Given data: Begin

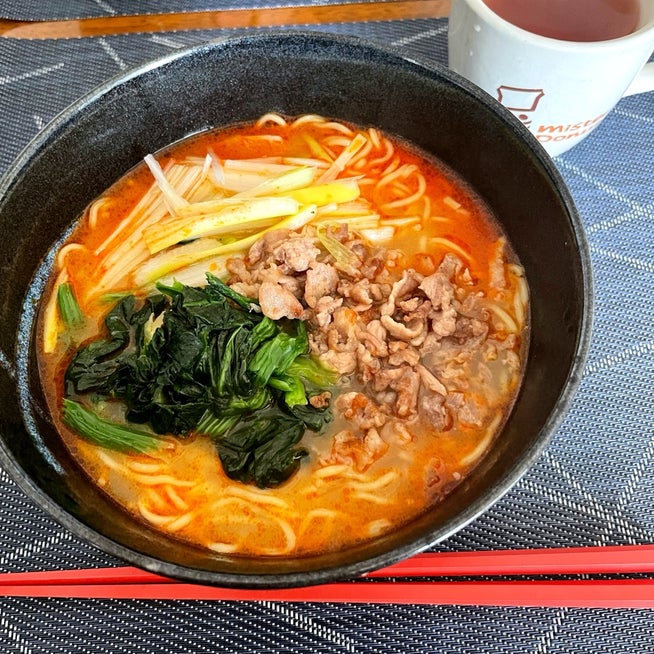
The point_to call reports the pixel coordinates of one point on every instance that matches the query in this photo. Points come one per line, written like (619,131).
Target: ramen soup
(283,338)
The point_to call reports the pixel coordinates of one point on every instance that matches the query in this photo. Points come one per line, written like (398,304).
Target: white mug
(561,90)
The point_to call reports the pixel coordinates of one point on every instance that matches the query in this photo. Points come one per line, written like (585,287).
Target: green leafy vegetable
(206,360)
(69,310)
(105,433)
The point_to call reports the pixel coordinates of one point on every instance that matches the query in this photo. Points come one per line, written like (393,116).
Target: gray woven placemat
(593,485)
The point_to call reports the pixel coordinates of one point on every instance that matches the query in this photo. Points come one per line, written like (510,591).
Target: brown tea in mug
(571,20)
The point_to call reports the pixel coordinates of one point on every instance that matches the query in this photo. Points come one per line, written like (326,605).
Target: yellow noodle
(482,446)
(156,500)
(336,140)
(94,211)
(173,495)
(374,137)
(270,118)
(179,523)
(377,527)
(308,118)
(451,202)
(396,204)
(151,516)
(509,323)
(51,316)
(289,536)
(403,171)
(375,484)
(110,462)
(427,207)
(63,253)
(389,150)
(158,480)
(256,496)
(148,468)
(287,530)
(316,514)
(450,245)
(223,548)
(369,497)
(274,138)
(331,471)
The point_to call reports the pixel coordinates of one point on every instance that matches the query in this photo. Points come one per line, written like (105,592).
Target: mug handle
(644,81)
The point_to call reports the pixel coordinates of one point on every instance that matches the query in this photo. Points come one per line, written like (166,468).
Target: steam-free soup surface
(399,303)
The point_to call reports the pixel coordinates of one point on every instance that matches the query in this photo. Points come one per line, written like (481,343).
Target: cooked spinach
(205,360)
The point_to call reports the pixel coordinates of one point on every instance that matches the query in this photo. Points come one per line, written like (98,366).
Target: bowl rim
(471,512)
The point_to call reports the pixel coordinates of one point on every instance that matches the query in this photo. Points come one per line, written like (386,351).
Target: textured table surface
(593,486)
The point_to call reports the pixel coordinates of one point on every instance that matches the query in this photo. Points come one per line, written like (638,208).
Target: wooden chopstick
(630,593)
(226,18)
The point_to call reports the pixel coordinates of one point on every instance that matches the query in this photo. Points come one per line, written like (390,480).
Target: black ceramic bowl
(103,135)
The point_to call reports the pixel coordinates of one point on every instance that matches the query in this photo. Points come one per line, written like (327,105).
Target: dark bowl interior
(94,142)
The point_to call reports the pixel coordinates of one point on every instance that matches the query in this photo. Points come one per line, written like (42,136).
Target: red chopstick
(621,559)
(632,593)
(127,582)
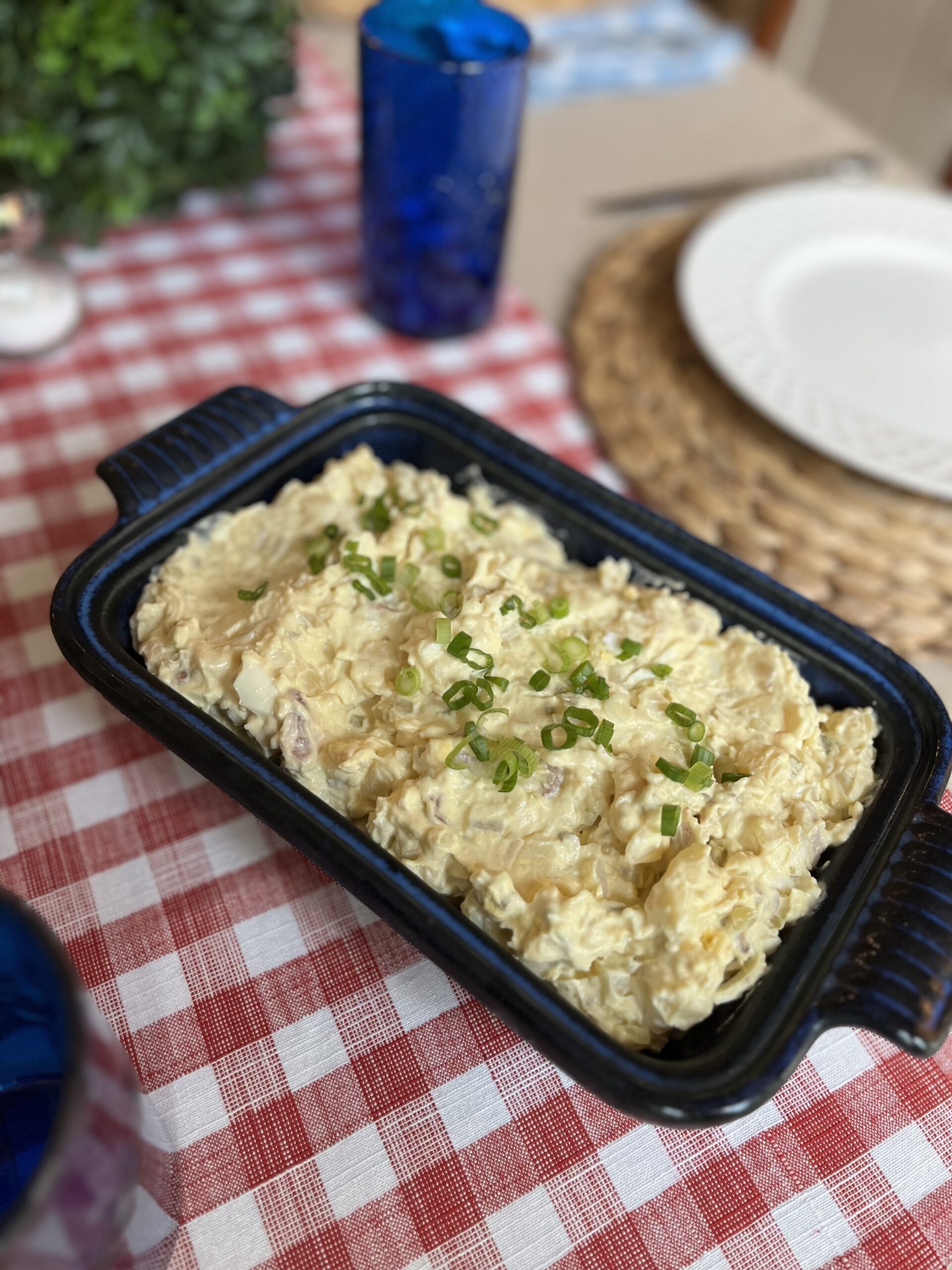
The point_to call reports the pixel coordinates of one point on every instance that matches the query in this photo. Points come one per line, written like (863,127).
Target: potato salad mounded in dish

Given data: End

Exercise objective.
Print out every entry above without changing a word, and leave out the pictures.

Output for this exercise.
The point_to call reports the pixel coordinates of one point on every instance that matches the query in this photo. Points come one per line, written like (619,131).
Target: ramen soup
(283,338)
The point_to call reports the pixel coordinates of one point on every instance that matches the query in this photo. Points come one per line, written like (398,304).
Target: white mug
(561,90)
The point_to call reports the pixel coordinates of one point on every instance that matches the query in this photo. Points come one per line, written like (585,287).
Target: green leafy vegetable
(206,360)
(69,310)
(105,433)
The point_to call reports the pixel coordinates of one point on every instance that matches the query in this photo. Points come one per line, written like (393,116).
Target: gray woven placemat
(593,485)
The point_to call reports the pixel coordinates of one point on every instance that matches the query in this photo. Points come one per line, written like (510,591).
Target: brown tea in mug
(571,20)
The point_to call reports the pixel coordinates of one point on every instance that matches the query in this photo. Points come one per line, written like (326,605).
Target: yellow noodle
(482,446)
(156,500)
(336,140)
(94,211)
(173,495)
(374,137)
(270,118)
(179,523)
(377,527)
(308,118)
(451,202)
(396,204)
(151,516)
(509,323)
(51,316)
(289,536)
(403,171)
(375,484)
(110,462)
(427,207)
(63,253)
(389,150)
(158,480)
(256,496)
(148,468)
(287,530)
(316,514)
(450,245)
(223,548)
(369,497)
(274,138)
(331,471)
The point_to call reports the pixel coordinates of one point on every instance that matches the query in this photo. Points come one per line, written like (105,592).
Target: mug handle
(644,81)
The point_to call reports the pixel coordinates of one point on every instance that matches the query in this photo. Points come one per line, written like (166,468).
Target: steam-free soup surface
(399,303)
The point_to call reports the pixel coordinates of one point on every instance that matches the query in this photo. Points come one per line, written like (481,343).
Target: cooked spinach
(205,360)
The point_to call reports the pixel coordinates of one point on every instance that matches the query in this photo. Points come one per line, written like (98,366).
Target: bowl rim
(471,512)
The point_to call reports the pixel coordinates of one point on every instance that matches the query in this photo. Points come one per line, written like (386,351).
Target: textured table surface
(593,486)
The point_to call reports the pixel coordinates of one point on every instance that matches the query in this photo. Points come one per line, written like (638,208).
Target: wooden chopstick
(630,593)
(226,18)
The point_to call reports the pixel coordinates of one point on every instance that matches the query in this photo. Points come one per line, written like (390,480).
Target: black ceramic bowl
(103,135)
The point_to call reports the pixel coordinates of one point on every instance that matches the query in this photo. Points come one per line, written like (327,105).
Target: dark bowl interior
(94,142)
The point_to call reports the pixel coordinates of one point on every instance that matches the query in this photo. Points come one per line, written like (42,136).
Target: red chopstick
(621,559)
(632,593)
(127,582)
The point_to call reports the pixel coordinates of one point on every instance that matches the query in this photo. Points come one per line, written like (863,127).
Target: potato salad mounded in dish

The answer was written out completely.